* start MATERIAL *

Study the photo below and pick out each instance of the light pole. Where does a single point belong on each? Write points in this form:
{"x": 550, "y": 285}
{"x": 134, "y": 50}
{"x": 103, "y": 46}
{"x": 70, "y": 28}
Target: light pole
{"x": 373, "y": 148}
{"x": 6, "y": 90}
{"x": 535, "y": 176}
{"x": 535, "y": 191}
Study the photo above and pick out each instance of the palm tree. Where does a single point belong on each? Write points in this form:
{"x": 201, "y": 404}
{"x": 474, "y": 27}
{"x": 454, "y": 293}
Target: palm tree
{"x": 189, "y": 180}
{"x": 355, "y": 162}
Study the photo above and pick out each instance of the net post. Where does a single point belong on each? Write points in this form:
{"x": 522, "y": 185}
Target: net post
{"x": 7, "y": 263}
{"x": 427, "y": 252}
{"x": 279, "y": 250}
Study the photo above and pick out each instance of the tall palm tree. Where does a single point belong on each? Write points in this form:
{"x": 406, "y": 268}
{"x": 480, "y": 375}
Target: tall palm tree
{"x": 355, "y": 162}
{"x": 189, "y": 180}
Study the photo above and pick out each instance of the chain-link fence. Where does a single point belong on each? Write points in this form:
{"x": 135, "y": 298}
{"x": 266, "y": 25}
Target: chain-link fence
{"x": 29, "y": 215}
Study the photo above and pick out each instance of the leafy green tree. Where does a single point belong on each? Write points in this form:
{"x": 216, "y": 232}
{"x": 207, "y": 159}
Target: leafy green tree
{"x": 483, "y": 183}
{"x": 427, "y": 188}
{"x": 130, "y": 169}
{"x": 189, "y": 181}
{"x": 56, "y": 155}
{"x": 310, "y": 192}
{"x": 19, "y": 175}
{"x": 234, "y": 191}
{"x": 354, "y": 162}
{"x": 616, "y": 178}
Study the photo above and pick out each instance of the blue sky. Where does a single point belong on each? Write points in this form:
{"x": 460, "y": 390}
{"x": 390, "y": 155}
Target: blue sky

* end MATERIAL *

Retype every record above exactly as written.

▶ **ANSWER TO THIS EXERCISE**
Study the photo below and pick out each instance of the light pole. Where does a single point belong on each? Write points in this form:
{"x": 550, "y": 285}
{"x": 134, "y": 50}
{"x": 103, "y": 46}
{"x": 70, "y": 28}
Target: light pole
{"x": 373, "y": 148}
{"x": 6, "y": 90}
{"x": 535, "y": 176}
{"x": 535, "y": 191}
Study the photo above and pick out each instance of the palm tree. Where does a single point belong on each? Write points in this form:
{"x": 201, "y": 404}
{"x": 474, "y": 27}
{"x": 454, "y": 293}
Target: palm tree
{"x": 189, "y": 180}
{"x": 355, "y": 162}
Study the photo above and pick out each instance of the net post. Where does a single point belong on each? Write points in this form:
{"x": 522, "y": 185}
Target: net post
{"x": 7, "y": 263}
{"x": 427, "y": 252}
{"x": 279, "y": 250}
Study the photo above and pick out each instance of the tall palm tree. Where does a single point belong on each? Write points in this form:
{"x": 406, "y": 268}
{"x": 480, "y": 375}
Target: tall palm tree
{"x": 355, "y": 162}
{"x": 189, "y": 180}
Study the photo above and pick out each instance of the chain-link fence. Where does a single point belong on each? Write points in this form:
{"x": 135, "y": 298}
{"x": 266, "y": 25}
Target: chain-link fence
{"x": 29, "y": 215}
Study the photo above and pick out each instance of the leafy green tree. Where does a single point belong on each? Write points in this form:
{"x": 216, "y": 232}
{"x": 207, "y": 159}
Target: leafy green tree
{"x": 483, "y": 183}
{"x": 427, "y": 188}
{"x": 130, "y": 169}
{"x": 189, "y": 181}
{"x": 56, "y": 155}
{"x": 310, "y": 192}
{"x": 19, "y": 175}
{"x": 234, "y": 191}
{"x": 354, "y": 162}
{"x": 616, "y": 178}
Study the photo above and pick out each instance of the blue sky. Where does a single point belong on each? Write points in this form:
{"x": 460, "y": 390}
{"x": 390, "y": 155}
Target: blue sky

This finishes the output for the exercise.